**TO BE DONE**
Could you copy the material below line for line, without changing a single character?

┏━━

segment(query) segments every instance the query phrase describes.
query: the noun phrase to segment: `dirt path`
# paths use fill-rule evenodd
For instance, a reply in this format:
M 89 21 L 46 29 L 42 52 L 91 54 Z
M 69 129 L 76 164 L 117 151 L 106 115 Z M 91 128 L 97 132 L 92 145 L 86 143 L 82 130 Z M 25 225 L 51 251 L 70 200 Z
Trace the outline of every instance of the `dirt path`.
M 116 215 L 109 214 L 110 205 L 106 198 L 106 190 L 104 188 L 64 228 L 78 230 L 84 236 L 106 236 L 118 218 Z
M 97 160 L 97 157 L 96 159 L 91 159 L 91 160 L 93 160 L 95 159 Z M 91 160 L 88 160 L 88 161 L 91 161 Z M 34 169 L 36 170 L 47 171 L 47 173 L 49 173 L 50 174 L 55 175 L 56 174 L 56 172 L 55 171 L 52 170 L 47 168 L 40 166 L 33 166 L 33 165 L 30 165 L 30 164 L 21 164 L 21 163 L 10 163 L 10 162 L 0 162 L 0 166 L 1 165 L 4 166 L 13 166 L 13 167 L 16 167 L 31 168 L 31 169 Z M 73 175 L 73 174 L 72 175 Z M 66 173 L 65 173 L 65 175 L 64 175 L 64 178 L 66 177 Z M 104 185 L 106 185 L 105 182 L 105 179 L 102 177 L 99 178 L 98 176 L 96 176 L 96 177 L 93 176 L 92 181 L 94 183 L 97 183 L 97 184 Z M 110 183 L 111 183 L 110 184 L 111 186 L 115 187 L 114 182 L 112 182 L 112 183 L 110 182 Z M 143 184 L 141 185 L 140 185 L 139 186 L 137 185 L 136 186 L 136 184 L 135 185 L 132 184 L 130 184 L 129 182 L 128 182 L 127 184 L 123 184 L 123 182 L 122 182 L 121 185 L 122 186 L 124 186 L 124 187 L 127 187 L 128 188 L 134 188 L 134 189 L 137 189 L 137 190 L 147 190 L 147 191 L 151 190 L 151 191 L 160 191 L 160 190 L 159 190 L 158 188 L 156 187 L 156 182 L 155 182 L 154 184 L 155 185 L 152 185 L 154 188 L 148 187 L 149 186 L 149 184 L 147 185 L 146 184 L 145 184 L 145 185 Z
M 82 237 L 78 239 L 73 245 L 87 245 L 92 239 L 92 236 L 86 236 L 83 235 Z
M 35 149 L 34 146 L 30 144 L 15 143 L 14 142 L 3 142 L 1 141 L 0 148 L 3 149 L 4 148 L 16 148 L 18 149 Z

┗━━

**SOLUTION FOR THIS EXERCISE**
segment(query) segments every instance the query phrase describes.
query: the noun phrase to segment: `dirt path`
# paths use fill-rule evenodd
For instance, a reply in this format:
M 89 21 L 46 29 L 42 52 L 91 54 Z
M 69 129 L 76 164 L 117 151 L 106 115 Z M 91 128 L 97 132 L 92 145 L 86 143 L 82 130 Z M 25 225 L 51 251 L 70 200 Z
Trace the outline of every instance of the `dirt path`.
M 116 215 L 109 214 L 110 205 L 106 198 L 106 190 L 104 188 L 64 228 L 78 230 L 84 236 L 106 236 L 118 218 Z
M 97 160 L 97 157 L 96 159 L 91 159 L 91 160 L 93 160 L 95 159 Z M 91 160 L 88 160 L 88 161 L 91 161 Z M 34 169 L 36 170 L 47 171 L 47 173 L 49 173 L 50 174 L 55 175 L 56 174 L 56 172 L 55 171 L 52 170 L 47 168 L 40 166 L 33 166 L 33 165 L 30 165 L 30 164 L 21 164 L 21 163 L 10 163 L 10 162 L 0 162 L 0 166 L 1 165 L 4 166 L 13 166 L 13 167 L 16 167 L 31 168 L 31 169 Z M 73 175 L 73 174 L 72 175 Z M 66 173 L 65 173 L 65 175 L 64 175 L 64 178 L 66 177 Z M 104 185 L 106 185 L 105 182 L 105 179 L 102 177 L 99 178 L 98 176 L 96 176 L 96 177 L 93 176 L 92 181 L 94 183 L 97 183 L 97 184 Z M 110 183 L 111 183 L 110 184 L 111 186 L 115 187 L 114 182 L 112 182 L 112 183 L 110 182 Z M 143 184 L 141 185 L 140 185 L 139 186 L 137 185 L 136 186 L 136 184 L 135 185 L 132 184 L 130 184 L 129 182 L 128 182 L 127 184 L 123 184 L 123 182 L 122 182 L 121 185 L 122 186 L 124 186 L 124 187 L 127 187 L 128 188 L 134 188 L 134 189 L 137 189 L 137 190 L 147 190 L 147 191 L 151 190 L 151 191 L 160 191 L 160 190 L 159 190 L 158 188 L 156 187 L 156 182 L 155 182 L 154 184 L 155 185 L 152 185 L 154 188 L 148 187 L 149 186 L 149 184 L 147 185 L 146 184 L 145 184 L 145 185 Z
M 82 237 L 78 239 L 73 245 L 87 245 L 92 239 L 92 236 L 86 236 L 83 235 Z
M 35 149 L 34 146 L 30 144 L 15 143 L 14 142 L 3 142 L 1 141 L 0 148 L 3 149 L 4 148 L 16 148 L 18 149 Z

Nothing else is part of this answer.